● **Challenge**
Below is a listing to write out in full, exactly as given, without its pictures.

==== Data for this exercise ====

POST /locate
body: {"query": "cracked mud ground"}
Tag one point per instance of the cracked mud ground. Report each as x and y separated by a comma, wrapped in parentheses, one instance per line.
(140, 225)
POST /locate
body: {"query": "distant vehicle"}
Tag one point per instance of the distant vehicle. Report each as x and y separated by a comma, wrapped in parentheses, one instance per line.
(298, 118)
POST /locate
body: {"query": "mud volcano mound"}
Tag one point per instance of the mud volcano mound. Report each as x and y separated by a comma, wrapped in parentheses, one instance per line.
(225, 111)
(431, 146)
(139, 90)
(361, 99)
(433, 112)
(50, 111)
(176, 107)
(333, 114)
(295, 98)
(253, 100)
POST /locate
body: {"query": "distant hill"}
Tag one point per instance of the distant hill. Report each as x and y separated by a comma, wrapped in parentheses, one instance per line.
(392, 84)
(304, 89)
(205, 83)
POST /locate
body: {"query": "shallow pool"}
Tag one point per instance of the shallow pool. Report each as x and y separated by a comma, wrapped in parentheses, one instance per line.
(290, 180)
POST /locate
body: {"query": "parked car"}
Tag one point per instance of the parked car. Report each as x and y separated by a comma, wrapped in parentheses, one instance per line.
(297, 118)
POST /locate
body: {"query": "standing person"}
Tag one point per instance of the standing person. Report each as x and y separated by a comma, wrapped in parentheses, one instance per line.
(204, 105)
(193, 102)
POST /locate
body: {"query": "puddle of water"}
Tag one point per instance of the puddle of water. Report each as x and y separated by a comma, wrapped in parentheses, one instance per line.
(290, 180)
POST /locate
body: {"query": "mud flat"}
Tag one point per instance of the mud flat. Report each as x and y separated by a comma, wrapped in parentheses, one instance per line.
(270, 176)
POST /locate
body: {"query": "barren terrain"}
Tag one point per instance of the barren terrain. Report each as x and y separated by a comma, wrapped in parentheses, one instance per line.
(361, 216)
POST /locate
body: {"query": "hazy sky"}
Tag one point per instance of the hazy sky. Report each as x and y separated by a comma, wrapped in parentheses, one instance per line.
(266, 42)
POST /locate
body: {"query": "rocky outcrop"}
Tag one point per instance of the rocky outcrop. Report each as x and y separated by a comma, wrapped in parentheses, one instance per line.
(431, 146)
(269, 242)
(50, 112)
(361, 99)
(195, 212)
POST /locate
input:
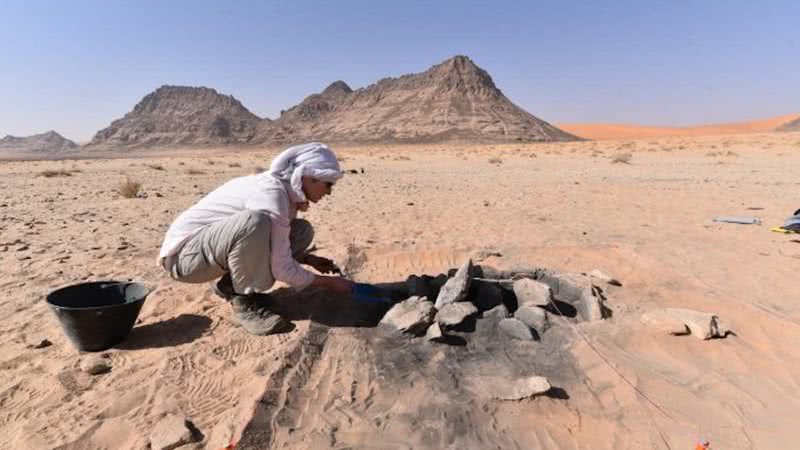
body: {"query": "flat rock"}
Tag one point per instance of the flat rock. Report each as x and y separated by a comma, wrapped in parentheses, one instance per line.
(171, 432)
(95, 364)
(434, 332)
(532, 292)
(686, 321)
(591, 305)
(503, 389)
(498, 312)
(413, 315)
(457, 287)
(515, 329)
(596, 274)
(452, 314)
(534, 317)
(487, 295)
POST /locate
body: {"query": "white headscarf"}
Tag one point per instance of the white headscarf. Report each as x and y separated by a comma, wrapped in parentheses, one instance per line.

====

● **Finished task**
POST /locate
body: {"query": "cracked mud ground"}
Tag one point per instance of the cracked mud ground. Report each as x and y separated by a comma, wrapped in parentheses, one instance per line.
(140, 225)
POST /locate
body: {"query": "distant vehicle"}
Tag one point per instance of the distant vehicle. Report each as x and y separated by a comma, wrapped in parentheses, one instance per line.
(298, 118)
POST /locate
body: {"query": "mud volcano mound"}
Tag one point per instance of the mud volcano mound. Report each as x and y separated by a comma, wrapped in parentheses, one instance per line.
(225, 111)
(431, 146)
(139, 90)
(361, 99)
(433, 112)
(50, 111)
(176, 107)
(333, 114)
(295, 98)
(253, 100)
POST /locate
body: {"query": "distant hill"}
Tag one point per instance of the distant hill. Report each as x and y separated by a comma, wrapped in parentheses, one instance per line.
(392, 84)
(304, 89)
(205, 83)
POST /locate
body: {"query": "shallow pool"}
Tag one point per instance of the shallow pool. Report each as x and y separated by a comma, wrapped in parentheses, one instance per line.
(290, 180)
POST /locate
body: {"query": "parked car"}
Tag one point per instance of the parked car. Report each as x and y separated by a comma, wrapped in parentheses, one instance per line.
(297, 118)
POST /locate
body: {"query": "standing person"}
Tag one point per instance of the standing person. Report each as x and y separated by a comma, wrapped in parentheses, one instance per line.
(204, 105)
(193, 102)
POST /locate
body: {"query": "puddle of water"}
Tag one point per instance of the puddle of water. Report each as x and y separated by a comma, wrapped in parentheses, one instance per line.
(290, 180)
POST /locate
body: {"query": "mud flat"}
Tag one point per instance of the mud flat. Report each as x and y separated by a comma, wrapped in parentheses, one instance per line.
(270, 176)
POST /locate
body: {"query": "barren terrain"}
Tag one point per instance of the barren terrain. Report each as x and y separated by a comma, wrapped in parentheses, one instance per line.
(361, 216)
POST /locate
body: {"query": "hazy sky"}
Tag one point per instance of the hazy sky. Report each as x and y separated by a comma, wrapped in parentheses, one instance per line.
(266, 42)
POST /locate
body: {"query": "rocky outcrop"}
Tag one point per instance of the rocky outcrop. Report each as x and y separated by a comma, wrapped in parentheses, one instance per line.
(431, 146)
(269, 242)
(50, 112)
(361, 99)
(195, 212)
POST /locate
input:
body: {"query": "flat rock"}
Tag one point per instance of the flat rock. Report each as x and y separated by a comma, wrapped in parentheses, one instance per line.
(171, 432)
(95, 364)
(434, 332)
(532, 292)
(686, 321)
(591, 305)
(503, 389)
(498, 312)
(413, 315)
(457, 287)
(515, 329)
(596, 274)
(452, 314)
(534, 317)
(487, 295)
POST /locate
body: {"query": "white headscarf"}
Tag one point per instance of the white headscarf. Report each as x and y separated by a comma, wrapped in parentheses, one instance per line.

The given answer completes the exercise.